- _WORK REQUIRED_
Retype the part of the residuals handout below that opens with the words containing "In regression analysis, the" and closes with "for practical purposes.", character for character.

- _EXTRACT PROVIDED_
Econ 521: handout on residuals. N. Hash
Searching for violations of Assumption: What the Residuals tell Us?
You usually dont know in advance whether a model such as linear regression is appropriate. Therefore, it is necessary to conduct a search focused on residuals to look for evidence that the necessary assumptions are violated.
Residuals
In model building, a residual is what is left after the model is fit. It is the difference between an observed value and the value predicted by the model. Equation ei =yi- a-bx = yi -y(hat)
In regression analysis, the true errors ei, are assumed to be independent normal values with a mean of 0 and a constant variance . If the model is appropriate for the data, the observed residuals ei which are estimates of the true errors ei should have similar characteristics.
If the intercept term is included in the equation, the mean of the residuals is always 0, so it provides no information about the true mean of the errors. Since the sum of the residuals is constrained to be 0, they are not strictly independent. However, if the number of residuals is large when compared to the number of independent variables, the dependency among the residuals can be ignored for practical purposes.
The relative magnitudes of residuals are easier to judge when they are divided by estimates of their standard deviations. The resulting standardized residuals are expressed in standard deviation units above or below the mean. For example, the fact that a particular residual is 5198.1 provides little information. If you know that its standardized form is 3.1, you know not only that the observed value is less than the predicted value but also that the residual is larger than most in absolute value.
Residuals are sometimes adjusted in on of two ways. The standardized residual for case (I) is the residual divided by the sample standard deviation of the residuals. Standardized residuals have a mean of 0 and a standard deviation of 1. The studentized residual is the residual divided by an estimate of its standard deviation that varies from point to point, depending on the distance of Xi from the mean of X. Usually standardized and Studentized residuals are close in value, but not always. The Studentized residual reflects more precisely differences in the true error variance from point to point.
Linearity
For the bivariate situation, a scatterplot is a good means for judging how well a straight line fits the data. Another convenient method is to plot the residuals against the predicted values. If the assumptions of linearity and homogeneity of variance are met, there should be no relationship between the predicted and residual values. You should be suspicious of any observable pattern.
Systematic patterns between the predicted values and the residuals suggest possible violations of the linearity assumption. If the assumption was met, the residuals would be randomly distributed in a band about the horizontal straight line through 0.
Equality of variance
You can also use the previously described plots to check for violations of the equality of variance assumption. If the spread of the residuals increases or decreases with values of the independent variables or with predicted values, you should question the assumption of constant variance of Y for all values of X.
If in a plot of the Studentized residuals against the predicted values for the dependent variable, the spread of the residuals increases with the magnitude of the predicted values, the equality of variance assumption is violated.
Independence of Error
Whenever the data are collected and recorded sequentially, you should plot residuals against the sequence variable. Even if time is not considered a variable in the model, it could influence the residuals. For example, suppose you are studying survival time after surgery as a function of complexity of surgery, amount of blood transfused, dosage of medication, and so forth. In addition to these variables, it is also possible that the surgeons skill increased with each operation and that a patients survival time is influenced by the number of prior patients treated. The plot of residuals corresponding to the order in which patients received surgery shows a shorter survival time for earlier patients than for later patients. If sequence and the residual are independent, you should not see a discernable pattern.
The Durbin Watson test is used to test for sequential correlation of adjacent error
terms. (See the text for the dw equation.)

- _DATA EXTRACT_
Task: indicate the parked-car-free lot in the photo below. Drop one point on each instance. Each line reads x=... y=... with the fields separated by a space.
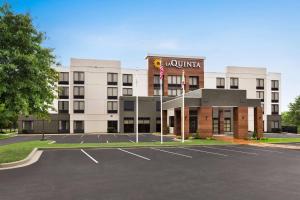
x=206 y=172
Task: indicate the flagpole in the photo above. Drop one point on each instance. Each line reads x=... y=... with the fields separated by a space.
x=161 y=115
x=137 y=115
x=182 y=108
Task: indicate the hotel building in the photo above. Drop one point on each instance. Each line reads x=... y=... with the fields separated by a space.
x=99 y=96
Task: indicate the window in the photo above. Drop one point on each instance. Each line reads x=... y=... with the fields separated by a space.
x=63 y=78
x=112 y=93
x=260 y=95
x=127 y=91
x=63 y=126
x=78 y=92
x=127 y=79
x=156 y=80
x=158 y=125
x=274 y=124
x=275 y=109
x=275 y=97
x=227 y=125
x=274 y=84
x=128 y=124
x=78 y=77
x=221 y=83
x=174 y=92
x=216 y=125
x=63 y=92
x=171 y=121
x=112 y=79
x=112 y=107
x=63 y=107
x=112 y=126
x=128 y=105
x=234 y=83
x=78 y=106
x=144 y=125
x=78 y=126
x=156 y=92
x=27 y=125
x=158 y=106
x=260 y=84
x=174 y=81
x=156 y=85
x=193 y=82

- _SOLUTION FOR THIS PROBLEM_
In regression analysis, the true errors ei, are assumed to be independent normal values with a mean of 0 and a constant variance . If the model is appropriate for the data, the observed residuals ei which are estimates of the true errors ei should have similar characteristics.
If the intercept term is included in the equation, the mean of the residuals is always 0, so it provides no information about the true mean of the errors. Since the sum of the residuals is constrained to be 0, they are not strictly independent. However, if the number of residuals is large when compared to the number of independent variables, the dependency among the residuals can be ignored for practical purposes.